- _PROBLEM REQUIREMENTS_
The data below is to be transcribed word for word; pictures are to be excluded.
++++ MATERIAL PROVIDED
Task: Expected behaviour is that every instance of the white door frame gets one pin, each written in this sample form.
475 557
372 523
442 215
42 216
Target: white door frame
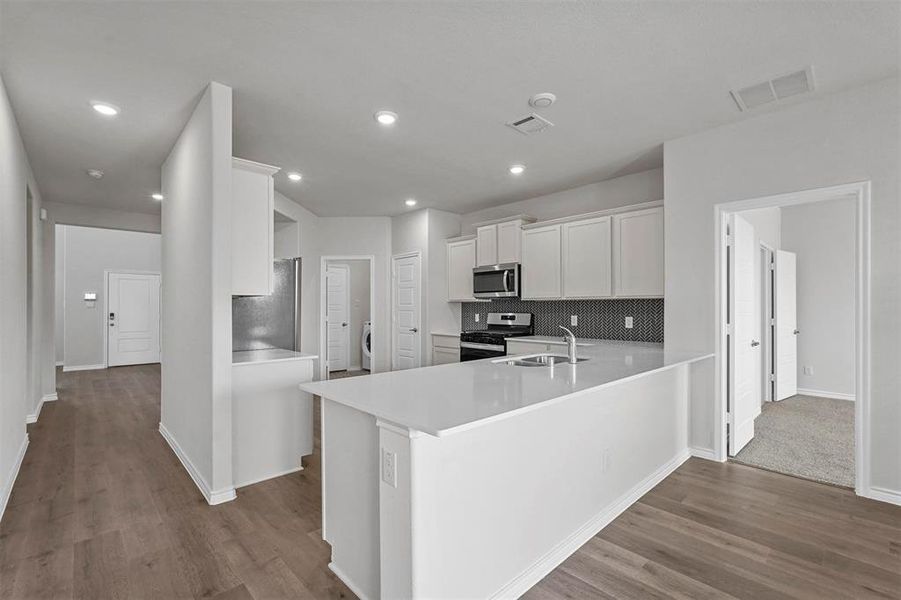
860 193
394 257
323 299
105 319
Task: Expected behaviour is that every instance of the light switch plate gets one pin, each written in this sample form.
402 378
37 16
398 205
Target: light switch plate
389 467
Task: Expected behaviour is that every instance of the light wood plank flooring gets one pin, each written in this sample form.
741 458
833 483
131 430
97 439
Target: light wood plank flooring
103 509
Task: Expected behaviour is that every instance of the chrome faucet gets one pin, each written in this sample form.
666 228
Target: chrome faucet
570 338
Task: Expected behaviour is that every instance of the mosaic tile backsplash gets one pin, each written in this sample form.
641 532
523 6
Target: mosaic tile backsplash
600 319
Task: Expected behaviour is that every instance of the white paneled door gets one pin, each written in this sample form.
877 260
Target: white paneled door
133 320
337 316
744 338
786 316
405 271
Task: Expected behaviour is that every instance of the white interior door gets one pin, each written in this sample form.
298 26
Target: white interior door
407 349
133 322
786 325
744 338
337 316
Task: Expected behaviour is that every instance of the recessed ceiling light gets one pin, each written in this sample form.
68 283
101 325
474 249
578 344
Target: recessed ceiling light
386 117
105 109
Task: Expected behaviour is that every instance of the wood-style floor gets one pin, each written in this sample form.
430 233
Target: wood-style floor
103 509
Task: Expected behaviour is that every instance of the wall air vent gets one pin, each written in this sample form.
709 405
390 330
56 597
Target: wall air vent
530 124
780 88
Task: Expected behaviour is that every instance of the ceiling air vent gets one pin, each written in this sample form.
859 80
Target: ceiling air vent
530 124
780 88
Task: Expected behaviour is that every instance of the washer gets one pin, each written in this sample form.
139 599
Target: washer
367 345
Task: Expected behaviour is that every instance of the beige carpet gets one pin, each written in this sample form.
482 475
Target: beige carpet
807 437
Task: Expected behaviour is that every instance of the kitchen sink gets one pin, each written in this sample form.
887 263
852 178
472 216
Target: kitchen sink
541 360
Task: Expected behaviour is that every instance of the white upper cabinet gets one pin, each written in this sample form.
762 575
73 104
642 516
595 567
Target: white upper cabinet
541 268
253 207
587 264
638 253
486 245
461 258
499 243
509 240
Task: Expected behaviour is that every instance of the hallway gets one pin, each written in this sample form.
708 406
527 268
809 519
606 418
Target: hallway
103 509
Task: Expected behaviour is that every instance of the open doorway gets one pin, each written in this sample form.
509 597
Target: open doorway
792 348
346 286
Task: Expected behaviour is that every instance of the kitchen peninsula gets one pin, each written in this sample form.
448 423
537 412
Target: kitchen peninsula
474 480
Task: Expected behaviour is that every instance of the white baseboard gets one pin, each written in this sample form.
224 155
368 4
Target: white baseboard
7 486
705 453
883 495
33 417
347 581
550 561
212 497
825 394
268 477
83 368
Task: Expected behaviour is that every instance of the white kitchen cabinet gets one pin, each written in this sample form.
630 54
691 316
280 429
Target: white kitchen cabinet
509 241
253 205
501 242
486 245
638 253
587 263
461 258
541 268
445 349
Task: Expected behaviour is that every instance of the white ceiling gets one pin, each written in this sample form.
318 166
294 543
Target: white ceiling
++++++++
- _EXPECTED OUTPUT_
Task: Expected behaviour is that every instance of the white door frame gets one pin, each written in this sample form.
475 557
372 523
442 215
42 216
Target: white door frame
860 193
394 257
323 299
105 319
Task: Expected behaviour is that every instance of the light switch plate gets one pin, each written in this sample form.
402 378
37 16
398 205
Target: light switch plate
389 467
Task: Expected behaviour is that every instance of the light wood plank flooring gets one pin, each written in this sample form.
741 458
833 483
131 430
97 439
Target: light wood plank flooring
103 509
Task: Expected behaviour is that every instance of the chrome faucet gets one pin, each written in this sample form.
666 228
Target: chrome faucet
570 338
Task: Expected behaviour is that every instance of the mosaic tile backsplash gets one pin, each written in this sample form.
641 532
523 6
Target: mosaic tile backsplash
600 319
Task: Expected behaviour is that every instance of the white paneled door gets one pin, each written in this sample form.
877 260
Target: white paneled door
133 320
337 316
744 338
786 316
405 271
Task: Expected behaviour is that every instance of the white interior door gets one pin, each written in this sample form.
298 26
Target: white interior door
407 349
133 322
786 325
744 338
337 316
Task: Expected behaviour is that every instance of the recessed ceiling light gets one pin, each written in this sample form.
68 283
101 325
474 249
578 344
Target: recessed ceiling light
386 117
105 109
Task: Expected behaviour is that every instance of the wood-style floor gets one pin, each written in this sample form.
430 233
Target: wood-style floor
103 509
Task: Expected behaviour is that every instance of the wall air vent gets one pin, each written in this sample form.
709 405
390 330
56 597
Target: wall air vent
530 124
780 88
Task: Expected behaviour is that every instance of the ceiling air vent gets one pin, each written in this sample form.
859 80
Target: ceiling air vent
530 124
780 88
Task: Expected behaviour is that every instance of the washer gets one pin, each written in this sample form.
139 599
Target: washer
367 345
Task: Expected behaviour is that every instance of the beige carpet gets one pin, each written in this sample form.
482 475
Target: beige carpet
807 437
Task: Expected behaviour is that every instance of the kitchen sink gets one pin, each written in this sample form.
887 263
852 178
472 216
Target: kitchen sink
541 360
Task: Expected behaviour is that every instance of the white upper cabinet gets one pin, each written in this sample form.
762 575
73 104
642 516
595 567
Target: white upper cabinet
541 268
253 207
587 264
638 253
486 245
461 258
499 243
509 240
Task: Expected behaviour is that every instance of the hallway gets one pin, each written in this sample form.
708 406
527 268
809 519
606 418
Target: hallway
103 509
Task: Expected behaviour is that every instance of the open doorway gets one pin, each written in this sample form.
509 597
Target: open doorway
792 348
346 286
Task: Expected behaviour is that every instance of the kitchen peninsula gets one pin, each written in this sample form.
448 423
537 412
Target: kitchen peninsula
474 480
Task: Expected behaviour is that every instance of the white baseboard gets one pin, each written in this sample form.
224 155
368 4
Target: white baseboard
7 486
705 453
883 495
33 417
347 581
550 561
212 497
825 394
268 477
83 368
Task: Expected behaviour is that every instance of the white kitchen cabinet gets one pin, each written in this sample form.
630 54
691 316
280 429
Target: white kitchen cabinet
509 241
253 205
501 242
486 245
638 253
587 263
461 258
541 268
445 349
Task: Expected behaviour is that every instance of the white ceiling gets one pin, each written in this sample form.
318 166
294 543
Target: white ceiling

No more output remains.